───── Provided entries ─────

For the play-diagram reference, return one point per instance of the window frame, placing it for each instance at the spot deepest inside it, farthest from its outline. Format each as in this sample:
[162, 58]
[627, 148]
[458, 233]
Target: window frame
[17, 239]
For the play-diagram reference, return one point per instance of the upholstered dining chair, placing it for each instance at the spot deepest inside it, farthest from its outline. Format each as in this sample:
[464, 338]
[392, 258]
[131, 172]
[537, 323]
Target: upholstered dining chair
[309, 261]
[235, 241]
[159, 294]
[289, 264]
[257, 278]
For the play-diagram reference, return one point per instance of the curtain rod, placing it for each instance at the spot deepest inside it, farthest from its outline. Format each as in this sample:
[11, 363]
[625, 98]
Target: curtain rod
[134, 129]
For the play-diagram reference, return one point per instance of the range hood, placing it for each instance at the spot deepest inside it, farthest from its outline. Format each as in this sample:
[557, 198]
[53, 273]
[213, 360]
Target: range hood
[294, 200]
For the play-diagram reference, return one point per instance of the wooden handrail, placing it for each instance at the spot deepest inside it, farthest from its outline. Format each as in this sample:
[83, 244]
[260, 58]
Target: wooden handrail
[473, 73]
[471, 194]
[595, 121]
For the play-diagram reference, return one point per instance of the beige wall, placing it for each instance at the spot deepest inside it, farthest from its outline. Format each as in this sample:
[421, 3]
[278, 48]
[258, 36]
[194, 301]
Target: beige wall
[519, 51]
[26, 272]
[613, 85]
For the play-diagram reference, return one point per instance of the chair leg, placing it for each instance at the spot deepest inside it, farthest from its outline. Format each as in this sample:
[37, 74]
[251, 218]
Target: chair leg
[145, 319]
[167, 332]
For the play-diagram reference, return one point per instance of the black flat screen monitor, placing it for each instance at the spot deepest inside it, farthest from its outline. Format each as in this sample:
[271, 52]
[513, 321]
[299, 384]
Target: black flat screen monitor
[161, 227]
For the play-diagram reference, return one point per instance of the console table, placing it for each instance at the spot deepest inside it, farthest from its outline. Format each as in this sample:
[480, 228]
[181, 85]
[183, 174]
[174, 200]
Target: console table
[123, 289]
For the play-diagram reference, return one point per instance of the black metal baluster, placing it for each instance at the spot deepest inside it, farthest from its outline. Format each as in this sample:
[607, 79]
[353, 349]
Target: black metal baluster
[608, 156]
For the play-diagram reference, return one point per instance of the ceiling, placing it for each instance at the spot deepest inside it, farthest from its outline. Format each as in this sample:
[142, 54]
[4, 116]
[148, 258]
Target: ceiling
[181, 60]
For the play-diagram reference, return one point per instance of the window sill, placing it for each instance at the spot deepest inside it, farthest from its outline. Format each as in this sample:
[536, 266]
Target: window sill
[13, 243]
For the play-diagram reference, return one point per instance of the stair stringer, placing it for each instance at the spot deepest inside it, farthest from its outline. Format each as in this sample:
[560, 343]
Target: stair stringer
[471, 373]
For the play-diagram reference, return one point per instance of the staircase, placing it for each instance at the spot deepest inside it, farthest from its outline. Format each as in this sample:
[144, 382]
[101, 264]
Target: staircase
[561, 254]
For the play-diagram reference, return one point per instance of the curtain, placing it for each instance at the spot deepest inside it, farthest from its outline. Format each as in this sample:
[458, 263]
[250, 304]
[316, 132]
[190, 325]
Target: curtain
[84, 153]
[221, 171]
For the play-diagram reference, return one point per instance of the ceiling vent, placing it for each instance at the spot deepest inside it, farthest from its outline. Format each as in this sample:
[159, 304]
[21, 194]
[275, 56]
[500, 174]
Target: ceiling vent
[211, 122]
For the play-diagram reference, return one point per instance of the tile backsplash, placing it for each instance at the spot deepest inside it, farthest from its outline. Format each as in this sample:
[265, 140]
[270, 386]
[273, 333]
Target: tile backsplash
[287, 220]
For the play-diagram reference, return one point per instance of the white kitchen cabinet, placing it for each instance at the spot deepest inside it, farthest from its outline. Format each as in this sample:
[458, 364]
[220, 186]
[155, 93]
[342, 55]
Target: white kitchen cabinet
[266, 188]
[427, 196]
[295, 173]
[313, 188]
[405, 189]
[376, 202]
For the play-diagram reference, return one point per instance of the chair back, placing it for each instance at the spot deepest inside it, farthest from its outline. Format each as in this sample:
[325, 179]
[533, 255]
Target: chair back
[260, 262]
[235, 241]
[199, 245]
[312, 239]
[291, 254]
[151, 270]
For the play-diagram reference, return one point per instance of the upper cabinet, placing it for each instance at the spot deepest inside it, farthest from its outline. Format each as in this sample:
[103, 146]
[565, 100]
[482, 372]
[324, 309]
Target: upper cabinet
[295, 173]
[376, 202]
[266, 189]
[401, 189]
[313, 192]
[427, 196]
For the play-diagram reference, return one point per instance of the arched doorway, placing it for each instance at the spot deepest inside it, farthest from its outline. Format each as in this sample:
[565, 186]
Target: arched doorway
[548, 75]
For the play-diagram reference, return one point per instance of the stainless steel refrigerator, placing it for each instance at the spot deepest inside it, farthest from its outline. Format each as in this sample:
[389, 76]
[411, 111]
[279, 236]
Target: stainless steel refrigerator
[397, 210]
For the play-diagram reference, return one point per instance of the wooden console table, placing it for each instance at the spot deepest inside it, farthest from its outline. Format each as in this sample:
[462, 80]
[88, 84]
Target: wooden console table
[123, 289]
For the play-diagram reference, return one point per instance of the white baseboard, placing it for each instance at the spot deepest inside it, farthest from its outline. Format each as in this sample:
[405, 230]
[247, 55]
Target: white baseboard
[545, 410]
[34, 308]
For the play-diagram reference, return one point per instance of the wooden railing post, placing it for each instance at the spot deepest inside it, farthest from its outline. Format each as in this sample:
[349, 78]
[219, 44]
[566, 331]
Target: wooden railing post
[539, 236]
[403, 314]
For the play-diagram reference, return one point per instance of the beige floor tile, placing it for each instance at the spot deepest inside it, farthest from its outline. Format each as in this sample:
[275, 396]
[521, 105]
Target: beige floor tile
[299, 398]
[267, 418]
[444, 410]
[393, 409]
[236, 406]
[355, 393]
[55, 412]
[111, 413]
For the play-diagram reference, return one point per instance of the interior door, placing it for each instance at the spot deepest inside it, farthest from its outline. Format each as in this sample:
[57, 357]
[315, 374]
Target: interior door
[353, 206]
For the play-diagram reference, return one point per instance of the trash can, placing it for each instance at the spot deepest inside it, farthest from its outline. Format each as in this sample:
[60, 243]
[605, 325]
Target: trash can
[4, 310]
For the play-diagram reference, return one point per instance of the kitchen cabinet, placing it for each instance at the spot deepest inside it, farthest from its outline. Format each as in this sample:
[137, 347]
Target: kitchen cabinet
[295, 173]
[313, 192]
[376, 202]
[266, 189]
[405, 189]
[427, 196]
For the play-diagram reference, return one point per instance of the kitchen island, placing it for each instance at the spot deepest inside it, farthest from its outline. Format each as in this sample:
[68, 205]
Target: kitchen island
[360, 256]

─────

### [The request]
Give back exactly the lines from the line holding "of the interior" through the last line of the listing, including both.

### [Exercise answer]
For the play-diagram reference, return one point per instance of the interior door, placing it for each instance at the spot deepest inside it, farthest from its outline. Format each as in this sample:
[57, 357]
[315, 374]
Target: interior door
[353, 206]
For the play-diagram reference, return one point per instance of the trash can, placing it for each instance at the spot deepest inside it, farthest from its outline. Format each as in this sample:
[60, 243]
[605, 325]
Target: trash can
[4, 310]
For the play-diagram reference, return one point per instance of the kitchen cabinet, placing it for each instance at the spot deepest inside it, farthest from its outline. Format each as in this sample:
[137, 347]
Target: kitchen cabinet
[295, 173]
[313, 192]
[376, 202]
[266, 189]
[405, 189]
[427, 196]
For the play-diagram reference, return one point per instance of the kitchen island, placing it for each instance at the spot deepest inside it, farthest from its outline. Format each as in this sample:
[68, 205]
Target: kitchen island
[360, 256]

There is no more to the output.